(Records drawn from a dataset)
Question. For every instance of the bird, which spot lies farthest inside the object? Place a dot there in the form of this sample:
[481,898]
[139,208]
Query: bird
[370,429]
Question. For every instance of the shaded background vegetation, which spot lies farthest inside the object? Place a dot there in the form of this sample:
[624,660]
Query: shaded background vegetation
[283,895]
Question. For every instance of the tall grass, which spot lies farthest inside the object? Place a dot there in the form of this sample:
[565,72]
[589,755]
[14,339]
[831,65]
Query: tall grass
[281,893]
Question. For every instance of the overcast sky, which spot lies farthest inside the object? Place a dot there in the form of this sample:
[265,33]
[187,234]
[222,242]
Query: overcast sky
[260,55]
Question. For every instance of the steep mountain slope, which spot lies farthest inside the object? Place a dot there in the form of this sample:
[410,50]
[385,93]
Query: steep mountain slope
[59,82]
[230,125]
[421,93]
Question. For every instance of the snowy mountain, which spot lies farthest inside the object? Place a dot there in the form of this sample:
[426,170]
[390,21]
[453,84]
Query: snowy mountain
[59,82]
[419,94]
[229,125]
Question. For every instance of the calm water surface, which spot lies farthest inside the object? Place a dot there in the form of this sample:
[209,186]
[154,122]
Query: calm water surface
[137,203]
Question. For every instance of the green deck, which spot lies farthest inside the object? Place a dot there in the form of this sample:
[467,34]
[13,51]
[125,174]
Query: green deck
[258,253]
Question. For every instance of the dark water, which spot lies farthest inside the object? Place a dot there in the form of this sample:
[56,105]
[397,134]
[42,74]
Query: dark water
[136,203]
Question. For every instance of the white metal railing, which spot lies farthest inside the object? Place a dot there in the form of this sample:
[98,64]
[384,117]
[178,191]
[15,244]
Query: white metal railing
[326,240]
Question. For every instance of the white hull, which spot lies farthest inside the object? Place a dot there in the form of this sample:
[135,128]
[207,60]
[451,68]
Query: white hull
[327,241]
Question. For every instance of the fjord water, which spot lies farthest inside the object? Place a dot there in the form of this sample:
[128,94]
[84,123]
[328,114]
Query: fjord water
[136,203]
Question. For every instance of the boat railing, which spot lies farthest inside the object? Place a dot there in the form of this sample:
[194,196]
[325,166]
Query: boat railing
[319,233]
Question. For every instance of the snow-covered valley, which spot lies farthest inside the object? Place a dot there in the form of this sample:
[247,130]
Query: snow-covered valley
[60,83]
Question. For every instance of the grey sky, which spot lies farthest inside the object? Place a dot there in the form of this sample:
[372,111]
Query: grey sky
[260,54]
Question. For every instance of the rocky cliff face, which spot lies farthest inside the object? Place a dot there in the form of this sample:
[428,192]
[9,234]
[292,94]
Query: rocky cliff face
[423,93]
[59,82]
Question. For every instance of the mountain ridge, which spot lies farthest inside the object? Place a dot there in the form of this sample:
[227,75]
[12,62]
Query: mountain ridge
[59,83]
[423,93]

** Task **
All of the records must be retyped exactly as they are.

** Answer to the exercise **
Question. For every instance of the bird, which spot lies farthest inside the object? Place a dot there in the form of this sample:
[481,898]
[139,208]
Query: bird
[370,429]
Question. For every instance of the shaded background vegetation, which spot lies farthest inside the object? Place a dot there in the form of this sample:
[624,660]
Query: shaded background vegetation
[283,895]
Question. For every instance of the tall grass, which spot lies farthest inside the object? Place a dot there in the form of this sample:
[565,72]
[589,755]
[14,339]
[831,65]
Query: tall grass
[281,893]
Question. For every instance of the overcast sky, which spot lies farthest inside the object? Place a dot there in the form of this sample:
[265,33]
[187,234]
[222,242]
Query: overcast sky
[260,55]
Question. For every instance of the steep mountain slope, which spot lies farthest inside the object? Place a dot there in the form of this sample:
[410,50]
[385,93]
Query: steep mountain slope
[59,82]
[230,125]
[421,93]
Question. For every instance of the snowy mountain, which spot lies farthest inside the object? Place a dot there in the form of this sample:
[426,170]
[390,21]
[453,84]
Query: snowy mountain
[59,82]
[419,94]
[229,125]
Question. For every instance of the calm water surface, which spot lies farthest inside the object? Place a dot there in the form of this sample:
[209,186]
[154,122]
Query: calm water surface
[137,203]
Question. For every instance of the green deck, which spot lies farthest inside the object? Place a dot there in the form of this sample:
[467,34]
[13,51]
[125,174]
Query: green deck
[258,253]
Question. For every instance of the dark water, which spot lies farthest inside the object? Place a dot there in the form of this sample:
[56,105]
[397,134]
[42,74]
Query: dark water
[136,203]
Question. For every instance of the white metal railing, which spot lies farthest inside the object? Place a dot there in the form of this sample:
[98,64]
[384,117]
[178,191]
[15,244]
Query: white metal railing
[326,240]
Question. For every instance of the white hull, which spot lies farthest inside the object? Place a dot there in the form of this sample:
[135,128]
[207,60]
[451,68]
Query: white hull
[327,241]
Question. For every instance of the fjord water, which spot lies farthest inside the object? Place a dot there in the form of this sample:
[128,94]
[84,123]
[328,114]
Query: fjord water
[136,203]
Question. For every instance of the boat railing, which spot lies farthest inside the object? Place a dot there in the form of this sample:
[194,196]
[325,166]
Query: boat railing
[319,233]
Question. For every instance of the snow-covered valley, which spot lies farthest inside the object? Place a dot there in the form of this sample:
[247,130]
Query: snow-covered valley
[60,83]
Question. For every instance of the grey sky, which spot lies farthest inside the object? Place a dot there in the form of this sample:
[372,111]
Query: grey sky
[260,54]
Question. For every instance of the rocky cliff face, which spot lies farthest inside the object? Place a dot there in the form of this sample:
[428,192]
[9,234]
[292,94]
Query: rocky cliff face
[423,93]
[59,82]
Question. For every instance of the mountain ridge, which spot lies farthest inside the object? Place a dot there in the form of this sample:
[227,75]
[12,62]
Query: mountain ridge
[59,83]
[423,93]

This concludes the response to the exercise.